▶ WHAT IS ASKED:
Without the pictures, copy all the entries below exactly.

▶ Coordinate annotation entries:
********

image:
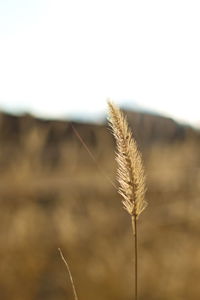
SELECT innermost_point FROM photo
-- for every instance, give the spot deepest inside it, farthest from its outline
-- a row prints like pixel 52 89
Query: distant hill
pixel 148 128
pixel 24 134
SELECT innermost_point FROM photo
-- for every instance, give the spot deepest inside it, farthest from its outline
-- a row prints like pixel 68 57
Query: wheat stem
pixel 70 274
pixel 134 228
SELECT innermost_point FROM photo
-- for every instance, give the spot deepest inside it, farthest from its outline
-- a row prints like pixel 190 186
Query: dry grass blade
pixel 70 274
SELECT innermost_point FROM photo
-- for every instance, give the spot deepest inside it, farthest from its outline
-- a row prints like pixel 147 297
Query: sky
pixel 65 58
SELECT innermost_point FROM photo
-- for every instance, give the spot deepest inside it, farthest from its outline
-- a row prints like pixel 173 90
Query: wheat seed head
pixel 130 173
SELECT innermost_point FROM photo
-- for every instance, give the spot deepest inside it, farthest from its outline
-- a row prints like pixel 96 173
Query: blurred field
pixel 53 195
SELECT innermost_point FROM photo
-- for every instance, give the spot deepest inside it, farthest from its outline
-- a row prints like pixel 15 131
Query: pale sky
pixel 61 58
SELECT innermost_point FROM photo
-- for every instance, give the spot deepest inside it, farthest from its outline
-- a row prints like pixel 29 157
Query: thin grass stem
pixel 70 274
pixel 134 228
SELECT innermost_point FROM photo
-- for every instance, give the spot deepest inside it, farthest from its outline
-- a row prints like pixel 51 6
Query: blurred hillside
pixel 53 194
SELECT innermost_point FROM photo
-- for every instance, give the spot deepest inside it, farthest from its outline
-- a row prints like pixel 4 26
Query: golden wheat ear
pixel 130 172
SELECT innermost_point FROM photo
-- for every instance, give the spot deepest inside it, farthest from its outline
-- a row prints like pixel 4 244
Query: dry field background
pixel 53 195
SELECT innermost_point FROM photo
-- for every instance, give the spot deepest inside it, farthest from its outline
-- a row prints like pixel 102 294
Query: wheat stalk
pixel 70 274
pixel 130 173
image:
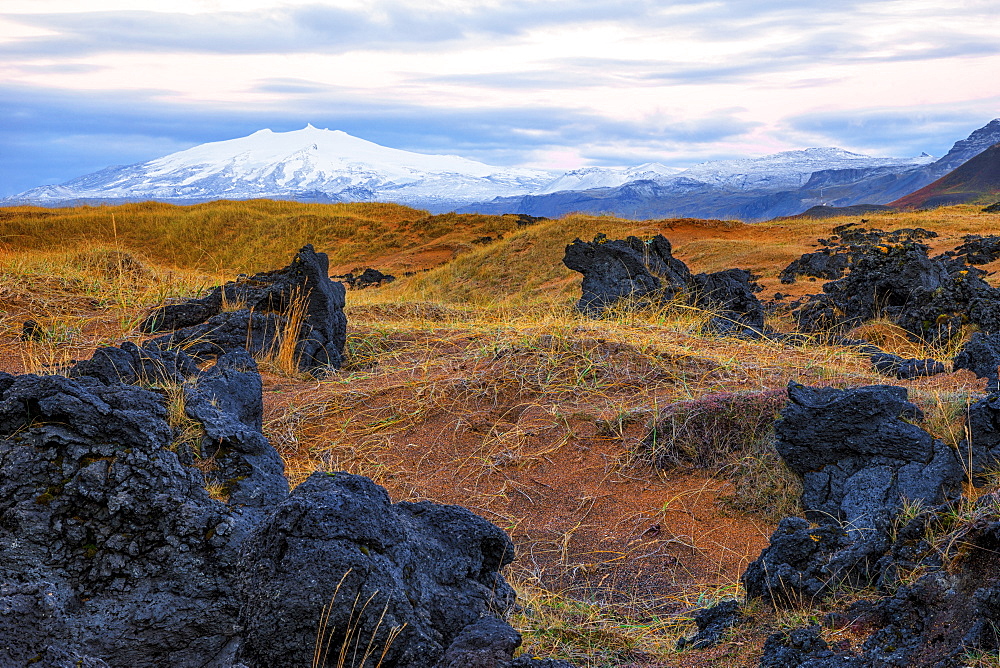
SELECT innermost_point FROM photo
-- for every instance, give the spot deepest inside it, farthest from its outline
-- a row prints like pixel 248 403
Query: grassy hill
pixel 473 381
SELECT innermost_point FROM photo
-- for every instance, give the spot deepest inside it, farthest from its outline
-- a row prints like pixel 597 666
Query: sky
pixel 552 84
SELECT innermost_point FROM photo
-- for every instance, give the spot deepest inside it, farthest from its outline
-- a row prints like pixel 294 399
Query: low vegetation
pixel 473 381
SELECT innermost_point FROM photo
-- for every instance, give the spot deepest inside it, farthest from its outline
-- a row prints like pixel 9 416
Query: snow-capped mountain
pixel 790 169
pixel 608 177
pixel 304 164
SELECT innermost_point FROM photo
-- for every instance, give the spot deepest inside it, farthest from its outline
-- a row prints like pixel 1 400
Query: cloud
pixel 51 136
pixel 311 28
pixel 895 131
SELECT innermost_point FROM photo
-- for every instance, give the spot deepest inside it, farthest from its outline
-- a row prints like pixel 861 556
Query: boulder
pixel 861 460
pixel 712 624
pixel 366 279
pixel 981 450
pixel 154 527
pixel 802 648
pixel 826 264
pixel 860 456
pixel 929 297
pixel 616 269
pixel 729 293
pixel 976 249
pixel 981 356
pixel 404 578
pixel 107 531
pixel 260 311
pixel 129 364
pixel 487 643
pixel 948 613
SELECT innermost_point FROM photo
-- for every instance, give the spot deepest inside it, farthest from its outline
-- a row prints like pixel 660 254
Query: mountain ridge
pixel 319 165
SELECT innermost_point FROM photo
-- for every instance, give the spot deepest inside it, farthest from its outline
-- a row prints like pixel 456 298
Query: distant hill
pixel 758 189
pixel 979 178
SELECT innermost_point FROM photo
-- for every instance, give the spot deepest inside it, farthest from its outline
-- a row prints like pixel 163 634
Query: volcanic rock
pixel 824 264
pixel 976 249
pixel 859 456
pixel 730 293
pixel 860 460
pixel 616 269
pixel 929 297
pixel 981 355
pixel 129 364
pixel 647 272
pixel 298 301
pixel 712 624
pixel 366 279
pixel 421 572
pixel 135 536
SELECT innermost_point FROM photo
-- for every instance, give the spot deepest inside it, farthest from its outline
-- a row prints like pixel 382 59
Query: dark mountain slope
pixel 976 179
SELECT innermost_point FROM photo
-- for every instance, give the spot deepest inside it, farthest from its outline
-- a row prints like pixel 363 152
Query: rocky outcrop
pixel 861 459
pixel 981 356
pixel 860 456
pixel 647 273
pixel 154 527
pixel 826 264
pixel 614 269
pixel 932 298
pixel 712 625
pixel 937 573
pixel 704 432
pixel 421 572
pixel 981 450
pixel 730 294
pixel 129 364
pixel 364 279
pixel 107 531
pixel 976 249
pixel 260 312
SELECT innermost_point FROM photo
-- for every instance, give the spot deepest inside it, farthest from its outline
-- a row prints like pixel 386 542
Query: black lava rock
pixel 860 461
pixel 132 365
pixel 648 273
pixel 803 648
pixel 420 571
pixel 731 294
pixel 137 536
pixel 981 355
pixel 298 301
pixel 614 269
pixel 712 625
pixel 859 456
pixel 825 264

********

▶ ANSWER TO THE PROBLEM:
image:
SELECT innermost_point FROM photo
-- for every instance, give the spot deepest inside it, farthest from its outline
-- a row prints like pixel 52 89
Query: distant hill
pixel 148 128
pixel 24 134
SELECT innermost_point FROM photo
-- for every instance, give the spot deepest inside it, farthest from its outline
-- a row prints like pixel 68 57
Query: wheat stem
pixel 70 274
pixel 134 228
SELECT innermost_point FROM photo
-- for every instance, give the spot deepest inside it, farthest from its outline
-- a row prints like pixel 190 186
Query: dry grass blade
pixel 70 274
SELECT innermost_point FROM photo
-- for every instance, give the spot deepest inside it, farthest from its outline
-- a row prints like pixel 147 297
Query: sky
pixel 65 58
SELECT innermost_point FROM photo
-- for every instance, give the spot deepest inside it, farthest from its outline
-- a row prints like pixel 173 90
Query: wheat seed head
pixel 130 173
SELECT innermost_point FROM photo
-- for every instance, give the spot deepest inside it, farthest from its outline
-- a row prints like pixel 96 173
Query: blurred field
pixel 53 195
SELECT innermost_point FROM photo
-- for every instance, give the spot deepest inside it, farthest from its outline
-- a row prints like pixel 15 131
Query: pale sky
pixel 61 58
SELECT innermost_point FROM photo
-- for every instance, give the spot deepest inside it, farthest from its outline
-- a row prints like pixel 29 157
Query: thin grass stem
pixel 70 274
pixel 134 228
SELECT innermost_point FROM photo
-- for every instance, give the spot deepest inside it, farthest from its outline
-- a row prints like pixel 51 6
Query: blurred hillside
pixel 53 194
SELECT innermost_point FROM photo
-- for every instance, give the spot deepest inside it, farthest from its outline
-- a row prints like pixel 4 26
Query: golden wheat ear
pixel 130 172
SELECT innermost_point FROM photo
-- for every instance, give the spot deepest inside it, farthest from its outline
-- a row prints like pixel 4 244
Query: dry field background
pixel 53 195
SELECT innermost_point FROM photo
-- for every instance, give the spot deepest inside it, farthest from its outline
-- a row prints like pixel 102 294
Query: wheat stalk
pixel 70 274
pixel 130 173
image:
SELECT innermost_point FROM photo
-- for every instance, give the spot deepest inside it, farthest from its outline
-- a row prints like pixel 248 403
Query: grassy hill
pixel 473 381
SELECT innermost_point FROM photo
-- for every instance, give the spot deepest inside it, farthest from its outline
-- a row prints like pixel 597 666
Query: sky
pixel 552 84
SELECT innermost_point FROM photo
-- for every instance, give the spot deepest inside it, farthest from its outline
-- a row prints like pixel 294 399
Query: low vegetation
pixel 473 381
SELECT innermost_point FROM photo
-- for every instance, give the spot deepest inside it, farthest from its outline
-- a row prints like pixel 9 416
Query: snow-capped mountain
pixel 790 169
pixel 608 177
pixel 304 164
SELECT innermost_point FROM photo
-- for every instance, give the spot deepest inside it, farthest from its outline
-- a row prints like pixel 1 400
Query: cloud
pixel 51 136
pixel 311 28
pixel 895 131
SELECT innermost_point FROM photo
-- for every instance, give the spot deepest inside it, farthest from its outline
-- a row prints like pixel 861 556
Query: boulder
pixel 861 460
pixel 712 624
pixel 366 279
pixel 981 450
pixel 154 527
pixel 802 648
pixel 826 264
pixel 860 456
pixel 929 297
pixel 616 269
pixel 729 293
pixel 976 249
pixel 981 356
pixel 404 578
pixel 107 531
pixel 260 311
pixel 129 364
pixel 487 643
pixel 948 613
SELECT innermost_point FROM photo
-- for every instance, give the spot deepest inside it, farthest from its outline
-- a row prints like pixel 660 254
Query: mountain ridge
pixel 319 165
SELECT innermost_point FROM photo
-- for every instance, give the spot deepest inside it, farthest from its outline
-- a row prints like pixel 456 298
Query: distant hill
pixel 758 189
pixel 979 178
SELECT innermost_point FROM photo
-- for every instance, give the spot deepest inside it, farthest from its outline
-- a row prints like pixel 163 634
Query: volcanic rock
pixel 824 264
pixel 976 249
pixel 859 456
pixel 730 293
pixel 860 460
pixel 616 269
pixel 929 297
pixel 981 355
pixel 129 364
pixel 647 272
pixel 298 301
pixel 712 624
pixel 366 279
pixel 421 572
pixel 135 536
SELECT innermost_point FROM photo
-- for every instance, give the spot deepest inside it, farthest from its outline
-- a row prints like pixel 382 59
Query: dark mountain slope
pixel 976 179
SELECT innermost_point FROM photo
-- for every instance, give the spot deepest inside it, farthest from its outline
-- a row prints like pixel 363 152
Query: rocky outcrop
pixel 861 459
pixel 981 356
pixel 860 456
pixel 647 273
pixel 154 527
pixel 826 264
pixel 614 269
pixel 932 298
pixel 712 625
pixel 937 573
pixel 704 432
pixel 421 572
pixel 981 450
pixel 730 294
pixel 129 364
pixel 364 279
pixel 107 531
pixel 976 249
pixel 260 312
SELECT innermost_point FROM photo
-- for every instance, give the spot deepest inside it, farthest from its outline
-- a row prints like pixel 386 542
Query: black lava rock
pixel 860 461
pixel 132 365
pixel 648 273
pixel 803 648
pixel 420 571
pixel 731 294
pixel 137 536
pixel 981 355
pixel 298 301
pixel 614 269
pixel 712 625
pixel 859 456
pixel 825 264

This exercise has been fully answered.